From our Montpelier Vermont Journalism Trust friends up the road at www.vtdigger.org
By Anne Galloway
The Shumlin administration announced on Tuesday a package of financial assistance programs for communities in southern and central Vermont that were devastated by the floodwaters from Tropical Storm Irene.
Gov. Peter Shumlin said he anticipates the total estimates for post-Irene reconstruction will exceed $1 billion. State highways alone sustained $700 million in damage. The impact on the nearly 40 towns that were damaged by Irene’s floodwaters has not yet been tallied, but the state is bracing for several hundred million dollars worth of repairs to municipal roads, bridges and buildings.
Though federal relief programs, including the federal highway emergency relief fund and the Federal Emergency Management Agency, will provide direct financial support for the state and towns, the big question at this point, is just how much federal money will be available. Congress is in the middle of a political battle over FEMA, and it is unclear how much of the cost of reconstruction will be borne by state and local taxpayers.
“We recognize that whatever the local share might be, this is going to put a financial strain on local government at a time when they need it the least,” Shumlin said.
Read related VTDigger.org story about extent of state highway damage and details of federal aid programs.
In the meantime, the state is setting up loan programs to ensure that communities aren’t tapped out as they wait for federal reimbursement money.
Vermont banks, the Vermont Municipal Bond Bank and the state Treasurer’s Office announced a financial assistance package to help ease the financial stress on municipalities as they rebuild over the coming year.
The state will advance $24 million in payments that are already slated for town highway aid ($6.2 million), current use ($12.3 million) and payment in lieu of taxes ($5.8 million).
Local banks will “immediately” open lines of credit worth several hundred thousand dollars to millions of dollars to cash-strapped municipalities. In the event that a municipality reaches the lending cap, the originating bank will turn to a “loan pool,” in which other banks offer more capital.
In the short-term, banks that have exhausted other avenues can turn to the Vermont Municipal Bond Bank for cash to meet short-term municipal needs, according to John Valenti, chair of the bond bank board.

━━━━━━━━━━━━━━━━━━━━━━━━━━━━━━

## EXERCISES:
A: Please say whether each statement agrees with the Irene flood-aid article above, answering yes or no and quoting the deciding words: (i) State highways sustained $700 million in damage. (ii) Of the $24 million the state will advance, $12.3 million is for town highway aid. (iii) The damage to the nearly 40 affected towns has already been tallied.
B: Render this sentence from the Irene flood-aid article into Spanish: "In the meantime, the state is setting up loan programs to ensure that communities aren’t tapped out as they wait for federal reimbursement money."
C: Carry on the article about Vermont's financial aid after Tropical Storm Irene, writing what comes after its final paragraph.

## DATA BLOCK:
━━━━━━━━━━━━━━━━━━━━━━━━━━━━━━

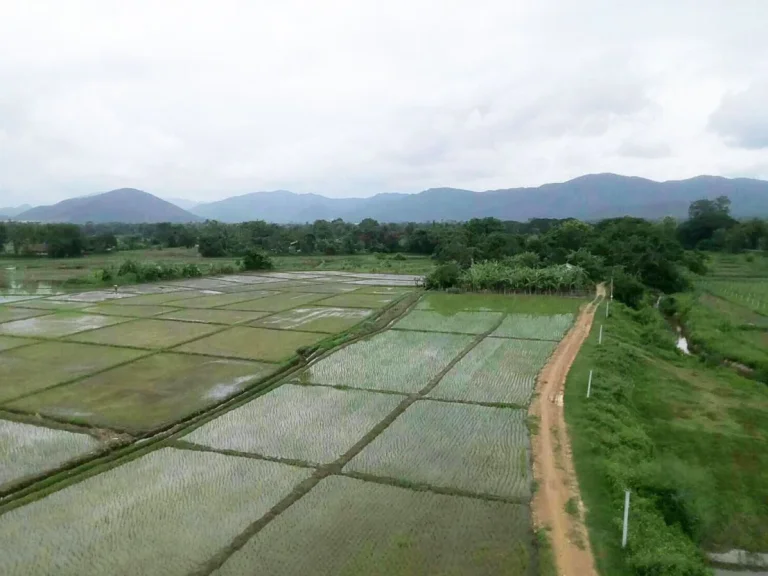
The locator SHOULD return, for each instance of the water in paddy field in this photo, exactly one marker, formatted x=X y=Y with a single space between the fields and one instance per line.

━━━━━━━━━━━━━━━━━━━━━━━━━━━━━━

## ANSWERS FOR THE EXERCISE:
A:
(i) Yes: "State highways alone sustained $700 million in damage."
(ii) No: "town highway aid ($6.2 million)"
(iii) No: "has not yet been tallied"

B: Mientras tanto, el estado está creando programas de préstamos para garantizar que las comunidades no se queden sin fondos mientras esperan el dinero del reembolso federal.

C:
The bond bank will also finance long-term debt for towns through bond financing, once the total amount of losses have been determined and reimbursements from the federal government have been distributed.
The loans from banks and the bond market will tide municipalities over, but the long-term costs of rebuilding gutted downtown centers, bridges and backroads, will likely to fall to local property taxpayers –unless the federal government increases aid to the state.
“I don’t know whether we’re getting a 100 percent, a 90 percent or a 75 percent match — when you’re working with $1 billion the details matter,” Shumlin said.
Shumlin says it’s impossible for the state to make concrete budget plans until he knows what the federal match will be for disaster aid. The match rate may vary depending on whether the state can obtain waivers for caps on federal aid and whether Vermont qualifies for the 90 percent match rate for federal emergency highway relief funding.
“There is no question this is going to cost Vermonters money, and it’s coming at a time when we don’t have tax capacity — in a recession, with an economy in tough shape,” Shumlin said. “What we’re trying to do is get the best possible arrangement we can (with the federal government). We’re trying to draw down most ambitious matches we can.”
The governor emphasized that he is loathe to increase taxes, and he acknowledged that local property taxpayers may be hit hard. He didn’t rule out a gas levy, saying it would be “irresponsible” to take anything off the table.
“Vermont was in trouble financially before Irene,” Shumlin said. “We were struggling to balance the budget and Vermonters are struggling to pay property taxes and buy gas. They’re struggling to pay all taxes in a tough economy.”
One prominent lawmaker, however, is already pushing for a gas tax to defray the impact of reconstruction costs on municipalities. Rep. Margaret Cheney, D-Norwich, (who is married to U.S. Rep. Peter Welch) told reporter John Gregg of the Valley News last week that she would sponsor an “Irene gas tax” to support recovery funding. The gas tax is currently about 26.5 cents a gallon, and each penny brings in $3.3 million, Gregg reported.
Motorists currently pay 26.5 cents a gallon in various state taxes at the gas pump in Vermont, and each penny raises $3.3 million in revenue, said Cheney, who noted that the gas tax was raised temporarily to pay for roads and bridges damaged in the Flood of 1927 in Vermont.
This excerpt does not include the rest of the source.